[Stored items]
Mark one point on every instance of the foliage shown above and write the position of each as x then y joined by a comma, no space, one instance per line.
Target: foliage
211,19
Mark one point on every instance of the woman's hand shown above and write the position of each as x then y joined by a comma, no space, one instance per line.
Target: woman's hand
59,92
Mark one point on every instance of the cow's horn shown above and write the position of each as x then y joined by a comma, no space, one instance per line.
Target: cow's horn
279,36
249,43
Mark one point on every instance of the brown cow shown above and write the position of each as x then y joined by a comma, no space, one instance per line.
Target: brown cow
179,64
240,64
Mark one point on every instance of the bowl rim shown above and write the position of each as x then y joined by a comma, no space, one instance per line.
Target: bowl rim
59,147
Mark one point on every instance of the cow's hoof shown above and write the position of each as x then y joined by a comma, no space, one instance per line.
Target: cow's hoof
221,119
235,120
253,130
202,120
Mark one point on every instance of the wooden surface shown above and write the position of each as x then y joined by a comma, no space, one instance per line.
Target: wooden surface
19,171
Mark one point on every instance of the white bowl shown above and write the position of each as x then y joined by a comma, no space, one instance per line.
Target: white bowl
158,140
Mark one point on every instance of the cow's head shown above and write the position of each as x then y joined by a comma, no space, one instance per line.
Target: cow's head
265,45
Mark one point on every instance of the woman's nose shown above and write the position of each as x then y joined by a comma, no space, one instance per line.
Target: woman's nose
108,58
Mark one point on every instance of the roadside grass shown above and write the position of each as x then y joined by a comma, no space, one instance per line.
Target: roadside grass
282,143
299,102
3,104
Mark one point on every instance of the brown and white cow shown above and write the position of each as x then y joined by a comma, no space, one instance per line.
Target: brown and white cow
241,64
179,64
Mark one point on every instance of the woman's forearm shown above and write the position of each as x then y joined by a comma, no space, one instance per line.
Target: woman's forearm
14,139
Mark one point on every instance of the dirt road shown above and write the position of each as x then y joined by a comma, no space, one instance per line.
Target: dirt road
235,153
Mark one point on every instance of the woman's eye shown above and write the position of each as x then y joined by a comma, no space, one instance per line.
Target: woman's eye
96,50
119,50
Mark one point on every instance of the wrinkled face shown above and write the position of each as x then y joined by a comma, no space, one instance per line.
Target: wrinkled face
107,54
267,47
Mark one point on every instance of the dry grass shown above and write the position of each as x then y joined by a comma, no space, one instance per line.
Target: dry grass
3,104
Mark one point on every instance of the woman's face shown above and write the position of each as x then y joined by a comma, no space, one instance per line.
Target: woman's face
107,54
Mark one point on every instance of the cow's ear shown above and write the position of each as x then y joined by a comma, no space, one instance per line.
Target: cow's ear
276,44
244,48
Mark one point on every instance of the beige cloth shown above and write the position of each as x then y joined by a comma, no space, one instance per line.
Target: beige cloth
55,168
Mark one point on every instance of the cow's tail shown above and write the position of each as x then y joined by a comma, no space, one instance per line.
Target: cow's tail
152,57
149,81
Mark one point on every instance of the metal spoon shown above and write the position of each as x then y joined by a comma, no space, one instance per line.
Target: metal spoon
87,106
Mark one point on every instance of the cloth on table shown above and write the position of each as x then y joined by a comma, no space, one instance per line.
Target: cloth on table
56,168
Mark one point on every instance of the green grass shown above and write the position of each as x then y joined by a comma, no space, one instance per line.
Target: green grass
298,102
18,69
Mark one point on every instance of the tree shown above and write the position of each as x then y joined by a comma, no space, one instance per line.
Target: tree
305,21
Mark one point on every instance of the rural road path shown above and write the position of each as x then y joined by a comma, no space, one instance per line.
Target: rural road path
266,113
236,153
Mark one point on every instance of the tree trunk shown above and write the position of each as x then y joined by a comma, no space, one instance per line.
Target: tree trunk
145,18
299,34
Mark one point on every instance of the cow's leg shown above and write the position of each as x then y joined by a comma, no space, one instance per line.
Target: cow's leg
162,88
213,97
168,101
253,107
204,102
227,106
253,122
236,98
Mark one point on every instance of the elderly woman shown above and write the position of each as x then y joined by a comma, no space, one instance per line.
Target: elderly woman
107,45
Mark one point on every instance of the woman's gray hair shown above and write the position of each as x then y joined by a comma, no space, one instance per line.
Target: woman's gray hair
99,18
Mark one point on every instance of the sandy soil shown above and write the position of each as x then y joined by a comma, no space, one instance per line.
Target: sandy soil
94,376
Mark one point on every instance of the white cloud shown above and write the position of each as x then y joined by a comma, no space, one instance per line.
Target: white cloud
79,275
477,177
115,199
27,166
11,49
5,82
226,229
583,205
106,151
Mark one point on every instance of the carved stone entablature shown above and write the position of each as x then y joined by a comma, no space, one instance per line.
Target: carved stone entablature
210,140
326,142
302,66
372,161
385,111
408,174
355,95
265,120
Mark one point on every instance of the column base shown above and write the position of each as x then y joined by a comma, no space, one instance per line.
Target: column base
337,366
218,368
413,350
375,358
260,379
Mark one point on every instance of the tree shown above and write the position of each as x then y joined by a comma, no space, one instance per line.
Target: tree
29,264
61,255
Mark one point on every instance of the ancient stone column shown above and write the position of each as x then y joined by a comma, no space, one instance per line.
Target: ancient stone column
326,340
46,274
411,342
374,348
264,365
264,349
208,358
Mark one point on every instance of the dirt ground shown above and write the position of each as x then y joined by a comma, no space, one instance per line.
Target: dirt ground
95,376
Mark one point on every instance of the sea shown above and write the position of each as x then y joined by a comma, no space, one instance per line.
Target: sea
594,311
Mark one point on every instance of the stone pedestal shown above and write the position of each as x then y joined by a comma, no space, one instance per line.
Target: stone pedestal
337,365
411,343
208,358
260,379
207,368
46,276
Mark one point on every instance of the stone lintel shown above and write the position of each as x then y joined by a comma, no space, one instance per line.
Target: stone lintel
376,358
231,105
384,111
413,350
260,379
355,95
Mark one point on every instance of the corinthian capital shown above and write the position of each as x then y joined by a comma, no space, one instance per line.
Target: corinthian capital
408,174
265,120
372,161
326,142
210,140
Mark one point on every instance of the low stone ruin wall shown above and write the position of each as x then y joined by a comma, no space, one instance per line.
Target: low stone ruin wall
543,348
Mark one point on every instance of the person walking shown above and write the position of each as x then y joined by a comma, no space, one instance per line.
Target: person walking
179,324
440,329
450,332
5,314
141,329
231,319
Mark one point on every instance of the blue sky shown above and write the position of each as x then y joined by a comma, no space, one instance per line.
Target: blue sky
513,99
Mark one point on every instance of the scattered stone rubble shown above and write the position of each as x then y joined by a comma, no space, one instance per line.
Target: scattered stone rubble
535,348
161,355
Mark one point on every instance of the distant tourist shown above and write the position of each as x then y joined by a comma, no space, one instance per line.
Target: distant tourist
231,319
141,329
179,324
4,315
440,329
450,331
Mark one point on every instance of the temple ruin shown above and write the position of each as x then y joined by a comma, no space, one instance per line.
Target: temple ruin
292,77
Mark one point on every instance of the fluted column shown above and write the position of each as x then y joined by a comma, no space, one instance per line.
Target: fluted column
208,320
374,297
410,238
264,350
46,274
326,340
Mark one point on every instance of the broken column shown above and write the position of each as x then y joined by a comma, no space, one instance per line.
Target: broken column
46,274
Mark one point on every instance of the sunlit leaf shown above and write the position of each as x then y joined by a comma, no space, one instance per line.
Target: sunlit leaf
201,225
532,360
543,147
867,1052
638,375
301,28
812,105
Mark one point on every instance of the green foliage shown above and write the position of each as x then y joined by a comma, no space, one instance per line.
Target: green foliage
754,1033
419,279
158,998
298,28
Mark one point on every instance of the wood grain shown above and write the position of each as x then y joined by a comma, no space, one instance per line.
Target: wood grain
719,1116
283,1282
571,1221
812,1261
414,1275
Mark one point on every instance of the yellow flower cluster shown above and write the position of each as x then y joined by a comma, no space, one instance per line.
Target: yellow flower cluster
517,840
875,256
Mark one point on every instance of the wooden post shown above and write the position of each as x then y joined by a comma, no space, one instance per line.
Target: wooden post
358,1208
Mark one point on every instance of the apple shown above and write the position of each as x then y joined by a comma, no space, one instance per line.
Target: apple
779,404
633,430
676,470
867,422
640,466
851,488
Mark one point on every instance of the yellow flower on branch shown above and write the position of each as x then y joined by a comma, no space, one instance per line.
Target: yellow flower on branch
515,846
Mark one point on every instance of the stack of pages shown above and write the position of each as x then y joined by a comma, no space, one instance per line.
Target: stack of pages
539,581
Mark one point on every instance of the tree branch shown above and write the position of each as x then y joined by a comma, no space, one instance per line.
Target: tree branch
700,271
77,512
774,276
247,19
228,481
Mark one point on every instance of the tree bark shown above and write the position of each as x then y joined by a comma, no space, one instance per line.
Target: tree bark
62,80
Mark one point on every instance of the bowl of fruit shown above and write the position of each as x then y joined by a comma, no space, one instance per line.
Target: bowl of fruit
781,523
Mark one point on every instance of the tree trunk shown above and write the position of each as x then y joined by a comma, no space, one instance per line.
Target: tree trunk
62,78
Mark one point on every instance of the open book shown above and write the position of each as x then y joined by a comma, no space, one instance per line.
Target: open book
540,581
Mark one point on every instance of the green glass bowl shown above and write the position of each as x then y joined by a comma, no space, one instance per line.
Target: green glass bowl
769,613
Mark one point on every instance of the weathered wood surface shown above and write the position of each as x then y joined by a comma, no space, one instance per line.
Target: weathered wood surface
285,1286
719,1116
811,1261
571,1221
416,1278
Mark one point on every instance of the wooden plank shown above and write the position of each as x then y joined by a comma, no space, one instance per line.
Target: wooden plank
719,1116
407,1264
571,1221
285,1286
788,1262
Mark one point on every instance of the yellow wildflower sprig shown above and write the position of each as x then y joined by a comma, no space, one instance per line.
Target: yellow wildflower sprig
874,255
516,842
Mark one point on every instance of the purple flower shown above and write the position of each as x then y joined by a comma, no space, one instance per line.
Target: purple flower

Work task
Write out a verbatim copy of the data, beginning with its first line and ending with the line that contains "Mark one point on every instance of the cow's horn".

Task solution
Mark one point on every instance of the foliage shown above and write the position of each as x then y joined by a comma, no space, one instance per line.
Target: foliage
211,19
Mark one point on every instance of the woman's hand shown above and write the position of each as x then y joined by a comma, no space, one instance per line.
Target: woman's hand
59,92
Mark one point on every instance of the cow's horn shown above and write the position of each as x then y joined by a comma, no space, one instance per line.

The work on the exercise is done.